* **OBJECTIF DE L'EXERCICE**
Récrivez toutes les lignes des données, du début jusqu'à la ligne contenant « [1069, 625] » incluse, et celles-là seulement, sans reproduire les images. Mettez à l'échelle les coordonnées des points de réponse en les multipliant par 1,6 et en arrondissant à l'entier le plus proche, les demis vers le haut, sans modifier aucun autre nombre.

* **JEU DE DONNÉES**
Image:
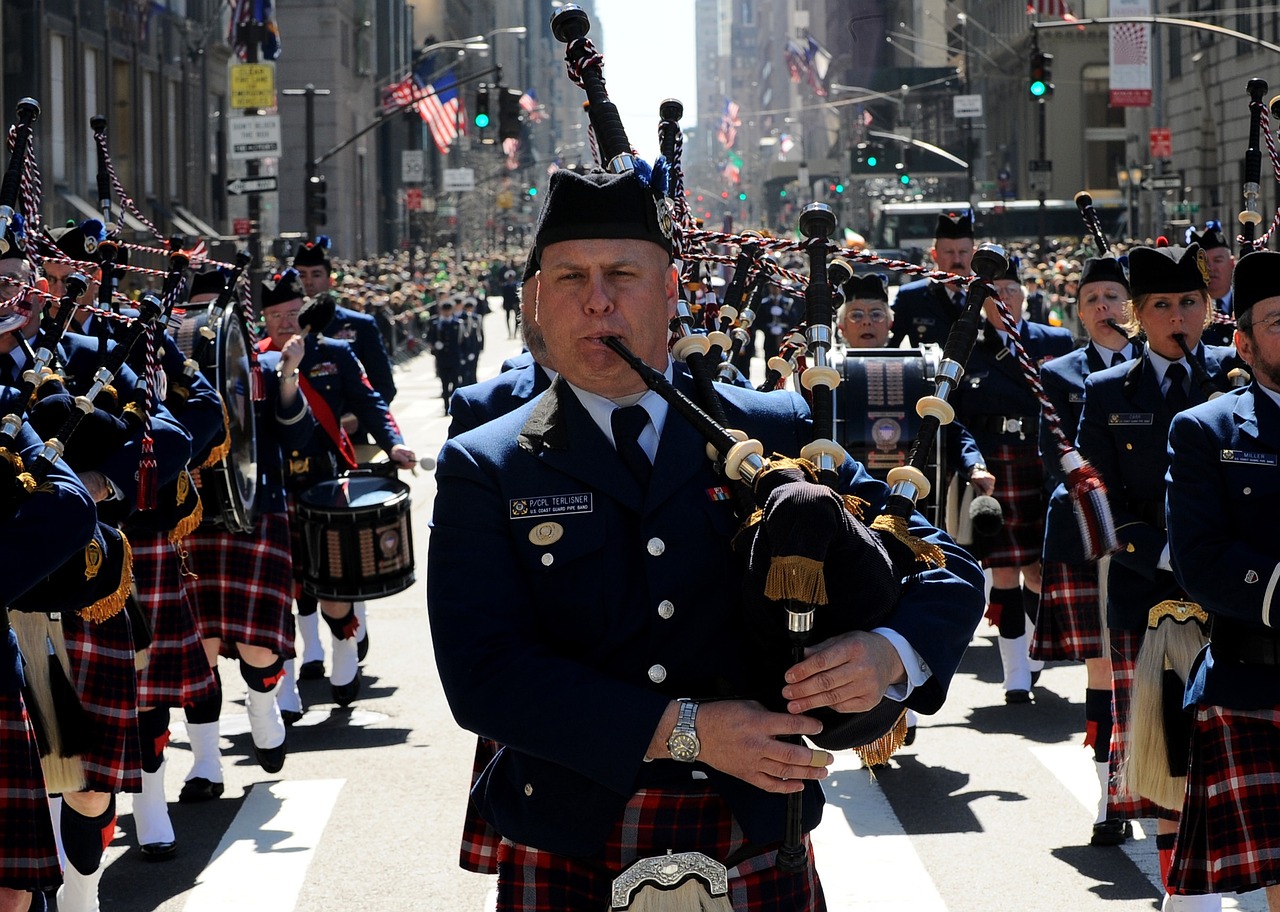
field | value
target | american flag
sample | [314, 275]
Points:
[730, 123]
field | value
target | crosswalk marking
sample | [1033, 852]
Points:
[263, 858]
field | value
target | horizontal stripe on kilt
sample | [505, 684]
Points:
[1069, 624]
[28, 857]
[1020, 491]
[243, 586]
[105, 676]
[654, 821]
[177, 671]
[1124, 660]
[1229, 834]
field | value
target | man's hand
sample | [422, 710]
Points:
[849, 673]
[403, 456]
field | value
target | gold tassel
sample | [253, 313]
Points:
[796, 578]
[878, 752]
[112, 605]
[219, 452]
[923, 551]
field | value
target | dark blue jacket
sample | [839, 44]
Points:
[1223, 501]
[1124, 433]
[548, 650]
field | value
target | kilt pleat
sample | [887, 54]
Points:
[177, 671]
[243, 586]
[1020, 491]
[1229, 833]
[653, 821]
[1069, 625]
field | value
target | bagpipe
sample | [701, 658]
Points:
[805, 547]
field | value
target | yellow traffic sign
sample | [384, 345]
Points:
[252, 85]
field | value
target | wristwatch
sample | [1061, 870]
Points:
[682, 743]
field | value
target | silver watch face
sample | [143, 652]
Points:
[684, 746]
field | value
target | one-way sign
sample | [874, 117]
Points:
[252, 185]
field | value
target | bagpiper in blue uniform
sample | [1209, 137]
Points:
[1124, 431]
[1224, 493]
[924, 310]
[1069, 623]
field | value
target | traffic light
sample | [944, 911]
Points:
[1041, 82]
[510, 114]
[315, 200]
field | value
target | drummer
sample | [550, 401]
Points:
[333, 383]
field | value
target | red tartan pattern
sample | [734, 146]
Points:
[1124, 659]
[243, 591]
[1069, 624]
[479, 851]
[106, 679]
[1229, 834]
[531, 880]
[1019, 488]
[28, 857]
[177, 671]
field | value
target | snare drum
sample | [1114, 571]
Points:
[876, 418]
[357, 541]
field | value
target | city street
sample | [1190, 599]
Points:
[990, 808]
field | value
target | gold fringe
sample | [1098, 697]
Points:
[923, 551]
[798, 579]
[219, 452]
[112, 605]
[878, 752]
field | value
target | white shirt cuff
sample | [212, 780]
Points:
[917, 669]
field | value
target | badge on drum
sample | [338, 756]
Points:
[545, 534]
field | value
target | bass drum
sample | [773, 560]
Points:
[876, 418]
[228, 483]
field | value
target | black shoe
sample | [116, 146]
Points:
[159, 851]
[199, 789]
[344, 694]
[1111, 833]
[270, 758]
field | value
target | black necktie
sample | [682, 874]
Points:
[627, 423]
[1175, 396]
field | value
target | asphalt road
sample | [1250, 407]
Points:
[990, 810]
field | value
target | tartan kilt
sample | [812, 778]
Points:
[479, 851]
[243, 586]
[1069, 624]
[1124, 660]
[531, 880]
[104, 674]
[1020, 491]
[1229, 833]
[28, 857]
[177, 671]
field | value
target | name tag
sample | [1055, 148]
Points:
[551, 505]
[1247, 457]
[1129, 418]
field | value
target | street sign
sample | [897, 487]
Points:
[252, 85]
[967, 105]
[1161, 142]
[412, 165]
[1164, 182]
[254, 137]
[457, 179]
[252, 185]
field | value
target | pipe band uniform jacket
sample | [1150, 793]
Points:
[567, 609]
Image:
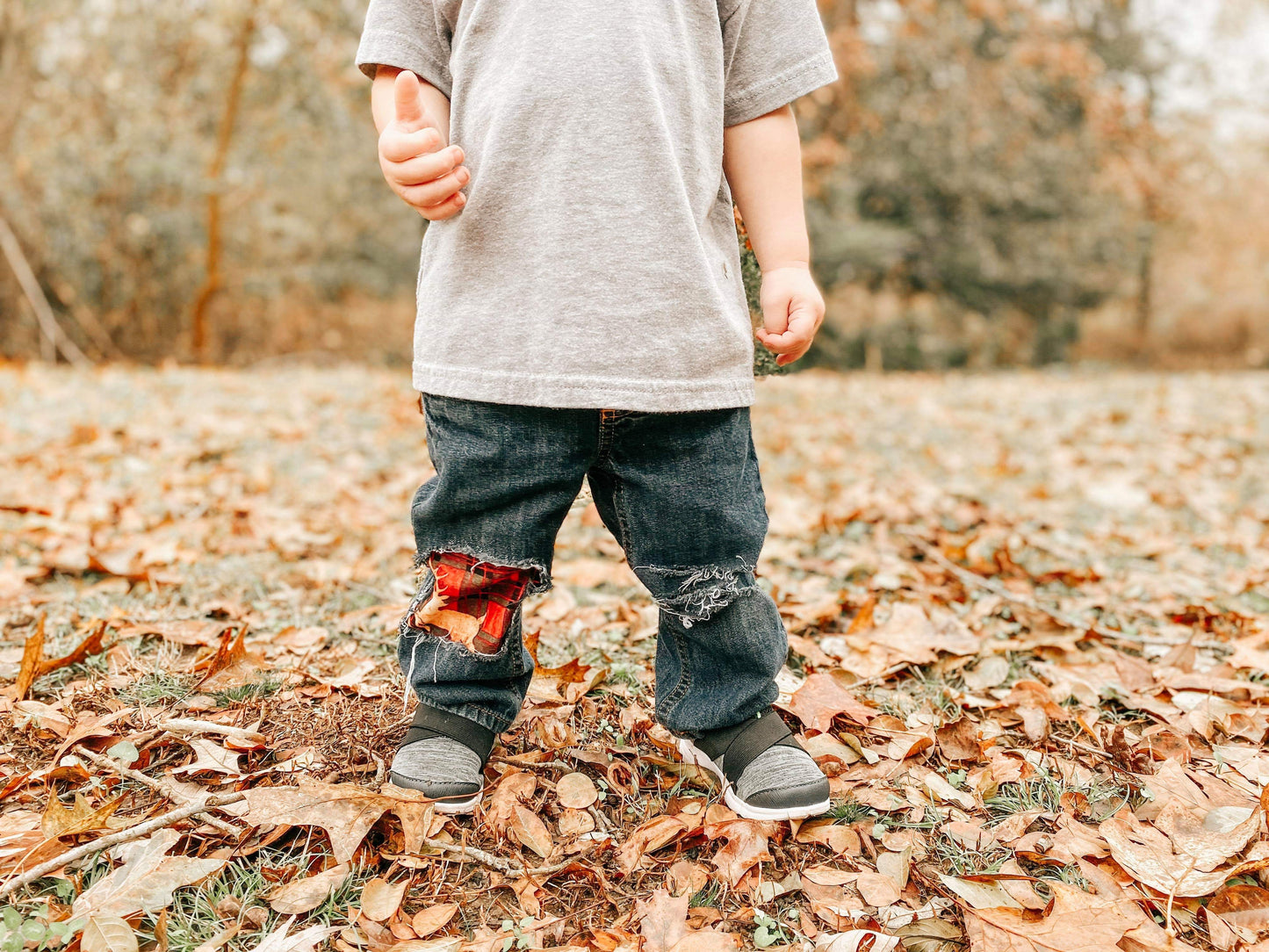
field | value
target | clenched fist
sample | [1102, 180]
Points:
[792, 313]
[415, 159]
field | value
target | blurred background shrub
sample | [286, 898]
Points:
[992, 182]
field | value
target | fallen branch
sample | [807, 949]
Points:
[533, 764]
[34, 295]
[128, 835]
[180, 725]
[1057, 615]
[156, 786]
[491, 861]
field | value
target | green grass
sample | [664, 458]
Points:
[710, 897]
[156, 689]
[244, 693]
[957, 860]
[1044, 792]
[850, 811]
[191, 917]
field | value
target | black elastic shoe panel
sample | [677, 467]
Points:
[434, 723]
[735, 748]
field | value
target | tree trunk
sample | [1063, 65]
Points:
[214, 173]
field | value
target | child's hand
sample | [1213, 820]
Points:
[792, 311]
[415, 160]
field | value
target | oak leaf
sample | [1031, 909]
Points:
[528, 830]
[345, 811]
[433, 920]
[145, 881]
[576, 791]
[381, 899]
[823, 697]
[663, 920]
[305, 895]
[647, 838]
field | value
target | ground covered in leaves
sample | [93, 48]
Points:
[1028, 644]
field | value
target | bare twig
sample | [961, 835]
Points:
[133, 833]
[34, 296]
[180, 725]
[156, 786]
[213, 279]
[491, 861]
[601, 820]
[535, 766]
[1057, 615]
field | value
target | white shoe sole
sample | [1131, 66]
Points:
[692, 754]
[447, 806]
[457, 806]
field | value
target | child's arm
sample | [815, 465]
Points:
[763, 162]
[413, 119]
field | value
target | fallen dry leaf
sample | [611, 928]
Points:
[745, 847]
[576, 791]
[79, 818]
[306, 894]
[108, 934]
[1243, 905]
[823, 697]
[663, 920]
[381, 899]
[512, 791]
[345, 811]
[855, 941]
[1078, 923]
[433, 920]
[1148, 855]
[647, 838]
[528, 830]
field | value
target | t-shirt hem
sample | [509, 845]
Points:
[582, 393]
[781, 90]
[386, 47]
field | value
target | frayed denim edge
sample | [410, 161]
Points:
[702, 590]
[421, 563]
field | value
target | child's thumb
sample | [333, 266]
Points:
[409, 105]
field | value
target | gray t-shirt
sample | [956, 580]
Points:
[595, 263]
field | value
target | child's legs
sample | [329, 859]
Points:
[485, 527]
[683, 495]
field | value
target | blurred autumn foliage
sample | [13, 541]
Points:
[989, 183]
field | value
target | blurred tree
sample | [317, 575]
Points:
[116, 116]
[971, 151]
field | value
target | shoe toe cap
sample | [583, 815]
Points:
[801, 795]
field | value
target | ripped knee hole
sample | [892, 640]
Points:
[472, 602]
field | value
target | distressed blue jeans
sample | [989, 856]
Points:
[681, 493]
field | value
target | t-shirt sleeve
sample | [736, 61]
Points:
[409, 34]
[775, 52]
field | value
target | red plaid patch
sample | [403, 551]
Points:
[472, 602]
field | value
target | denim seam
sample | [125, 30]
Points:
[491, 720]
[605, 436]
[684, 686]
[619, 508]
[542, 584]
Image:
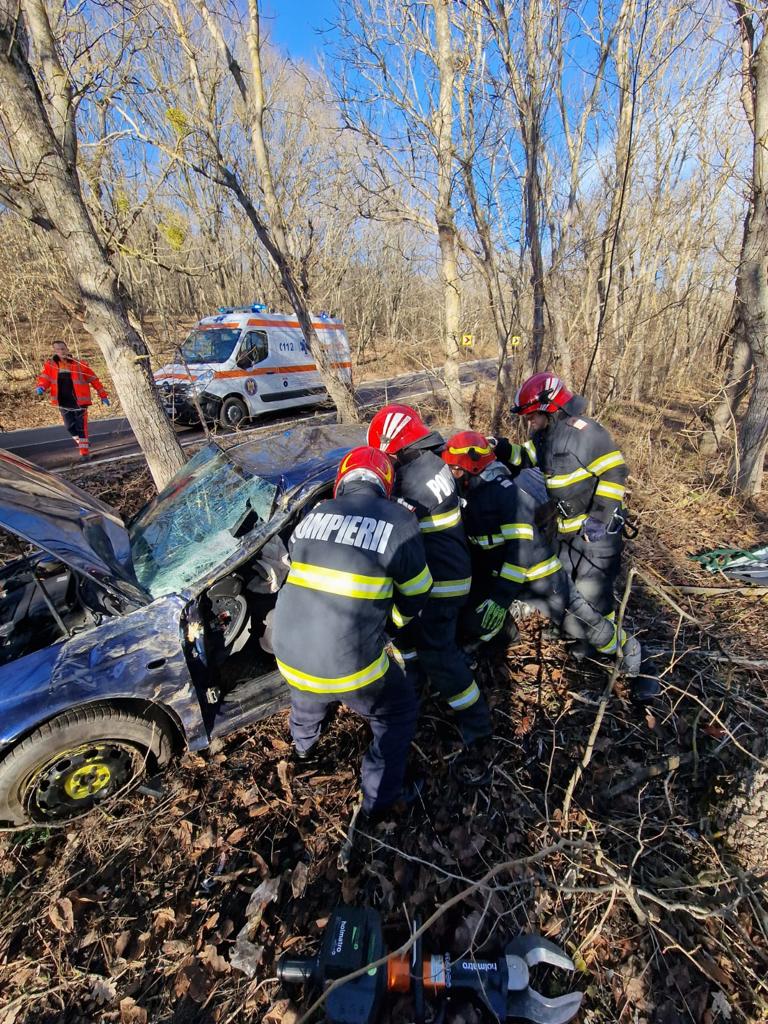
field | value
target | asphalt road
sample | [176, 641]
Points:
[52, 448]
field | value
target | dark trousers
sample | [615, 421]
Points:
[390, 707]
[554, 596]
[76, 421]
[433, 637]
[593, 566]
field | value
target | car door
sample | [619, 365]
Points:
[146, 655]
[253, 351]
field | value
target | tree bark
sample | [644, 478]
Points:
[47, 178]
[752, 279]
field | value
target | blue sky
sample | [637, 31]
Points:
[292, 25]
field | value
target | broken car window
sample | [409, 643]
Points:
[194, 524]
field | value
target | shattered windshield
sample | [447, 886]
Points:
[214, 345]
[195, 524]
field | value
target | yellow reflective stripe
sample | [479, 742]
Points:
[607, 489]
[487, 542]
[404, 655]
[338, 684]
[606, 462]
[419, 585]
[544, 568]
[466, 698]
[571, 525]
[513, 530]
[565, 479]
[443, 520]
[451, 588]
[398, 619]
[340, 583]
[514, 572]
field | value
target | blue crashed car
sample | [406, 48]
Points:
[121, 645]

* **CORRIGÉ DÉTAILLÉ**
Image:
field | value
target | american flag
sample | [314, 275]
Points:
[1168, 197]
field | value
target | crosswalk marking
sample | [1033, 852]
Points:
[421, 1373]
field | value
target | horizontal stripe on kilt
sample | [505, 684]
Points:
[1710, 998]
[45, 1371]
[1632, 786]
[389, 938]
[168, 1082]
[1046, 1314]
[283, 1074]
[1798, 1056]
[1966, 1334]
field | value
target | man's hand
sample | [422, 710]
Points:
[1358, 1077]
[645, 730]
field | value
target | gold tassel
sample | [253, 313]
Points:
[1274, 925]
[1405, 1203]
[179, 968]
[350, 723]
[1477, 882]
field | value
target | dark blue jacket
sample | [839, 44]
Points:
[1957, 802]
[1798, 693]
[877, 1040]
field | value
target | kilt pleat
sample | [887, 54]
Points:
[283, 1074]
[389, 938]
[1632, 786]
[1966, 1333]
[1045, 1314]
[1710, 1000]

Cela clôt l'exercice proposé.